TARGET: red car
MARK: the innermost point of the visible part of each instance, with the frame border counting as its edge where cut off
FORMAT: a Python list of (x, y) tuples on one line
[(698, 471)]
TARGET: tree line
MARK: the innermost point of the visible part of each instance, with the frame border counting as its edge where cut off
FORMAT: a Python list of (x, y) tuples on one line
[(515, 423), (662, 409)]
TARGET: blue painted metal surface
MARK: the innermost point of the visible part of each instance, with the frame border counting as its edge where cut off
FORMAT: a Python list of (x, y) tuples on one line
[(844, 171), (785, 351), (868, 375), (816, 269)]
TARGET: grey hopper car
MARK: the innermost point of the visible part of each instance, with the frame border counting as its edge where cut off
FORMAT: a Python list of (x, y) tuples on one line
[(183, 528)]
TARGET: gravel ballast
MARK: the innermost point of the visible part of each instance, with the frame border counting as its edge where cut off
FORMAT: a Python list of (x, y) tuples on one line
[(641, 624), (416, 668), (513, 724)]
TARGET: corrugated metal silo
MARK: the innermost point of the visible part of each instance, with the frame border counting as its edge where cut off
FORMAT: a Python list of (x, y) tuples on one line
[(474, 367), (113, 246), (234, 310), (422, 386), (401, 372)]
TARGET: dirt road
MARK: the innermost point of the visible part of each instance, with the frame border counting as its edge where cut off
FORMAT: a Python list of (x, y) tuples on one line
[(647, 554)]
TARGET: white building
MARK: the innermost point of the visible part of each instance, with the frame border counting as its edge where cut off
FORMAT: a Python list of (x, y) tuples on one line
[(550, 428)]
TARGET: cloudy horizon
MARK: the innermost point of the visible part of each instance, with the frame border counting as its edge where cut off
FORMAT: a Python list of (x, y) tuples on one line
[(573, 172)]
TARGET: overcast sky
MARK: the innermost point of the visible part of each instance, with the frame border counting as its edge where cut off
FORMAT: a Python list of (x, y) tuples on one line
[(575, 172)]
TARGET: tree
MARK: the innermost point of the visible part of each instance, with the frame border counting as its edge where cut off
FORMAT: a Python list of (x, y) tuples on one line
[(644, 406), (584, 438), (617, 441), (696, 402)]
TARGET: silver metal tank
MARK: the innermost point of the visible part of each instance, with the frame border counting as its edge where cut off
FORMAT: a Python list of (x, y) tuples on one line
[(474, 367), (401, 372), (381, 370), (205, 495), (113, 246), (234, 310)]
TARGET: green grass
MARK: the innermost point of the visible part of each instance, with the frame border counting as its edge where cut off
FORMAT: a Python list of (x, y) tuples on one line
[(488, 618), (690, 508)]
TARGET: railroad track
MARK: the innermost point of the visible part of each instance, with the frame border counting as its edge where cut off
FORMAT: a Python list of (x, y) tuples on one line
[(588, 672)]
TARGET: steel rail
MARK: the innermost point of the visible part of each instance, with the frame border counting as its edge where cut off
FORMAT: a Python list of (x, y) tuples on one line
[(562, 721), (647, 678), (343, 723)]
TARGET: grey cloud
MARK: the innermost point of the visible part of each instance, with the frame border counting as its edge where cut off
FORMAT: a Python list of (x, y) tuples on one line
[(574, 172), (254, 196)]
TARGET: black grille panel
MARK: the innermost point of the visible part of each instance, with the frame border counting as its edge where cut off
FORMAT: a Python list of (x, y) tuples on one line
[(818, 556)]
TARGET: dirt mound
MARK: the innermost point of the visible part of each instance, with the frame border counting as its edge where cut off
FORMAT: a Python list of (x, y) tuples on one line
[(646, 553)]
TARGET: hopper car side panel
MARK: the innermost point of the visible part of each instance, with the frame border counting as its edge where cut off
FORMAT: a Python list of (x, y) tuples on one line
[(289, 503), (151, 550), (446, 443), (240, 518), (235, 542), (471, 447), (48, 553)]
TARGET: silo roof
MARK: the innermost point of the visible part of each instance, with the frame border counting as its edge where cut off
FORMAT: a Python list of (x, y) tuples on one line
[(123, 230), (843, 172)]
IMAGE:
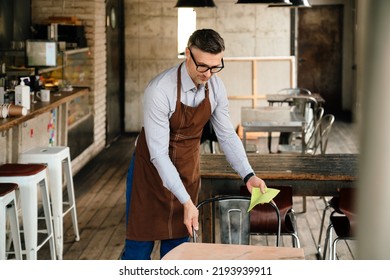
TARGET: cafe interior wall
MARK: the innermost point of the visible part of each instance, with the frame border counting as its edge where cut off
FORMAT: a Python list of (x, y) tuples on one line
[(92, 16), (251, 30)]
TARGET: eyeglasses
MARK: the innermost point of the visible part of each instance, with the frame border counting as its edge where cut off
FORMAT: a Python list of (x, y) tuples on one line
[(204, 68)]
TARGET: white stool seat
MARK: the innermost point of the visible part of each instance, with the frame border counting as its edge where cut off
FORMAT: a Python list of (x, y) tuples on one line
[(28, 177), (8, 206), (58, 163)]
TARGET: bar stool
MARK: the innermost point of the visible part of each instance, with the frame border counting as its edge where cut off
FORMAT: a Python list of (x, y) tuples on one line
[(8, 206), (29, 177), (58, 162)]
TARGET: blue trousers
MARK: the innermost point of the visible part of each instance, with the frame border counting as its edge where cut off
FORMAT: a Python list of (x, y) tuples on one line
[(141, 250)]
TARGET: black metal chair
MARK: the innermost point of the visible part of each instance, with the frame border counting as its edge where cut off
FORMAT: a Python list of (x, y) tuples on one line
[(227, 220), (262, 222), (342, 222)]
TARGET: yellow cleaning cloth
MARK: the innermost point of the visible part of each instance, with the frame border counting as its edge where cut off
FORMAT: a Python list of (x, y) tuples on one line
[(257, 197)]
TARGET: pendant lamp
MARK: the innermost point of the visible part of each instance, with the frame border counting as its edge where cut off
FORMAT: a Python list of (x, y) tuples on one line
[(295, 4), (274, 2), (195, 4)]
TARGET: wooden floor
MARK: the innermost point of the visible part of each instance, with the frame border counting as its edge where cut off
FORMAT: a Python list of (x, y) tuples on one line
[(100, 196)]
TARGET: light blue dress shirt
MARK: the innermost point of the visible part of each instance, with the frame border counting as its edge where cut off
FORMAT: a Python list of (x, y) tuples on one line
[(159, 105)]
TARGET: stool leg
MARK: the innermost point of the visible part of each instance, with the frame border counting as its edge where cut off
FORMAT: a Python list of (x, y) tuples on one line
[(48, 217), (2, 233), (14, 223), (72, 200), (55, 183), (28, 199)]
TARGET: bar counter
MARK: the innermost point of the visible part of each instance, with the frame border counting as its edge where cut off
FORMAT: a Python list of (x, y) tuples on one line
[(56, 100)]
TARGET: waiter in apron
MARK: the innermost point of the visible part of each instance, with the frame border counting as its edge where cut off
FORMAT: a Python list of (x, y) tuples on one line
[(164, 174)]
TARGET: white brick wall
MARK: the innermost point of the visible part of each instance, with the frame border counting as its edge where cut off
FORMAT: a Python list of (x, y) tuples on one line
[(92, 15)]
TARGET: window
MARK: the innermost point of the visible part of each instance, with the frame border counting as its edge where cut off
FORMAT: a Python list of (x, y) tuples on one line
[(186, 25)]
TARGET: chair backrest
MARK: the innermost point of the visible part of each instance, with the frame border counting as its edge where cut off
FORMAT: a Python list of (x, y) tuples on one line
[(313, 133), (230, 219), (302, 103), (262, 217), (294, 91), (325, 129), (347, 198)]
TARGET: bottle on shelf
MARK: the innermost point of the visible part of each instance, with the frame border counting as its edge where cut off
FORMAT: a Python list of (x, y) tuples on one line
[(22, 94)]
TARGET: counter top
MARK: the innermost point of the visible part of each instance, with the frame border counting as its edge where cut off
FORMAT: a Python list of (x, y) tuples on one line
[(56, 100)]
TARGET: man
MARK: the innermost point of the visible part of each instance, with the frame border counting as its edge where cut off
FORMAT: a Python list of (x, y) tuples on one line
[(164, 177)]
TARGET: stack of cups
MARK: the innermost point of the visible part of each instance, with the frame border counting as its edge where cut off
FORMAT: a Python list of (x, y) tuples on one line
[(11, 110)]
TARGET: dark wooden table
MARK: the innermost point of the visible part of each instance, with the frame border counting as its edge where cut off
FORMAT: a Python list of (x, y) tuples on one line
[(208, 251), (280, 98), (319, 175)]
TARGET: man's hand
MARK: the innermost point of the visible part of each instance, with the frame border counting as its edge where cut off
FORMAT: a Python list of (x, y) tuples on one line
[(256, 182), (191, 214)]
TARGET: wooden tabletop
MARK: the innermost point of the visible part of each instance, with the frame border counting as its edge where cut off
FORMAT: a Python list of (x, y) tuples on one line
[(277, 98), (318, 175), (211, 251), (56, 99), (340, 167)]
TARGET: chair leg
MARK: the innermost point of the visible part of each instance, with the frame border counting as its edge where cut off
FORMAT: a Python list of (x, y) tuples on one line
[(332, 253), (328, 240), (321, 230)]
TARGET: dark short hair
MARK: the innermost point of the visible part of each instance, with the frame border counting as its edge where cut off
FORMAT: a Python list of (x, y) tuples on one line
[(207, 40)]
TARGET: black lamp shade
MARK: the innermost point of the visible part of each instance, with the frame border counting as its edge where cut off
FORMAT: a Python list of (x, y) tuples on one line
[(275, 2), (195, 4), (295, 4)]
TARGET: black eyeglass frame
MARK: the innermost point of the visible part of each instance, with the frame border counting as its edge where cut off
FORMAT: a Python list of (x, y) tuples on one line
[(213, 69)]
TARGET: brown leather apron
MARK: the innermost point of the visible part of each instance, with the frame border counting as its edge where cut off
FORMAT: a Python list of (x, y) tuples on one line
[(155, 213)]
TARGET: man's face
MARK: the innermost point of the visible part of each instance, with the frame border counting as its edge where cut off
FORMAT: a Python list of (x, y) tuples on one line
[(202, 60)]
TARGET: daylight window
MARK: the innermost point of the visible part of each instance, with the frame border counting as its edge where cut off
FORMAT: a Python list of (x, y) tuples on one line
[(186, 25)]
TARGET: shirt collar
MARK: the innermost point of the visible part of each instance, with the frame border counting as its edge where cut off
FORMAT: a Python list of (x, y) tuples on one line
[(186, 81)]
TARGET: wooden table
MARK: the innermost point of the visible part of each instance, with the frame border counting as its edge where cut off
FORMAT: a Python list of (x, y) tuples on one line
[(273, 119), (211, 251), (318, 175), (280, 98)]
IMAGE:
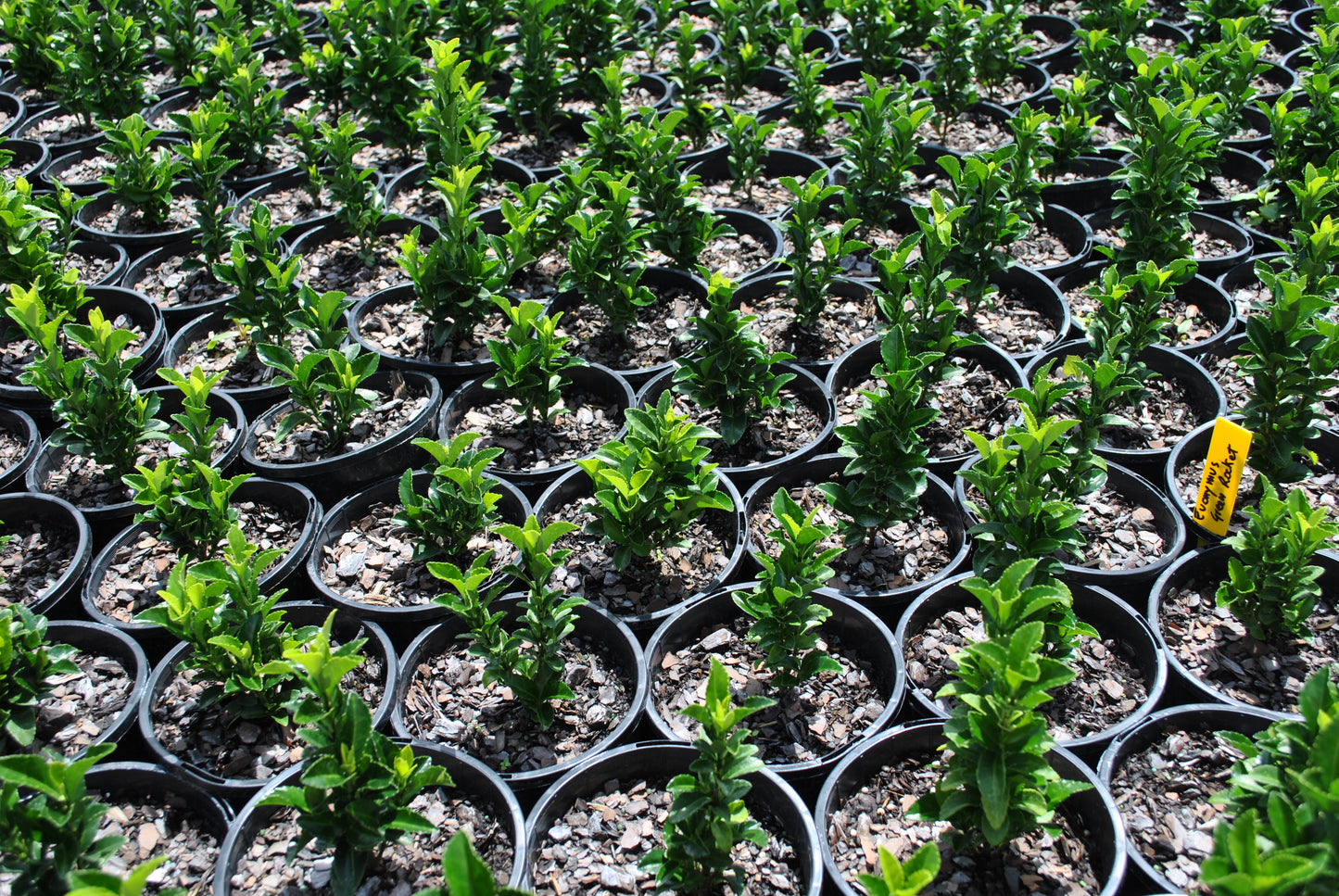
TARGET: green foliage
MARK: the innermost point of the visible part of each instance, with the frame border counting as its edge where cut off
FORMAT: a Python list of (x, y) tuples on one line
************
## [What you have to do]
Extract, word for word, every line from the one containing "TARGET: brown leather apron" to the end of the data above, both ends included, and leave out the pictures.

## [Worked solution]
TARGET: brown leather apron
MARK: the innermost point of the visible part of each instance, with the frame border counting as its edge where cut off
FORMAT: a Python list of (x, y) tuples on one line
[(155, 213)]
TARGET: man's face
MARK: the innermost point of the visible part of each instance, with the frame border counting as its edge where cut off
FORMAT: a Python list of (x, y) tuples on one line
[(202, 60)]
TARGET: daylight window
MARK: the innermost point of the visible part of each instance, with the frame border counting as its edge where cut off
FORMAT: a Python list of (x, y) tuples on one line
[(186, 25)]
TARGET: shirt collar
MARK: the innermost point of the visible part of each instance, with the frame border counting as its edge where cut off
FORMAT: a Python list of (x, y) tuples on one line
[(186, 81)]
TARGET: wooden table
MARK: the innermost point of the visible part of each instance, with the frame border counting as its edge where cut off
FORMAT: a Python list of (x, y) tuples on one line
[(273, 119), (211, 251), (318, 175), (280, 98)]
IMAGE:
TARGET: green foliage
MARK: the innermost point of the visible part of each instance, with the frame border counting as its edge where cut off
FORMAT: a Python list of (x, y) tuples on one line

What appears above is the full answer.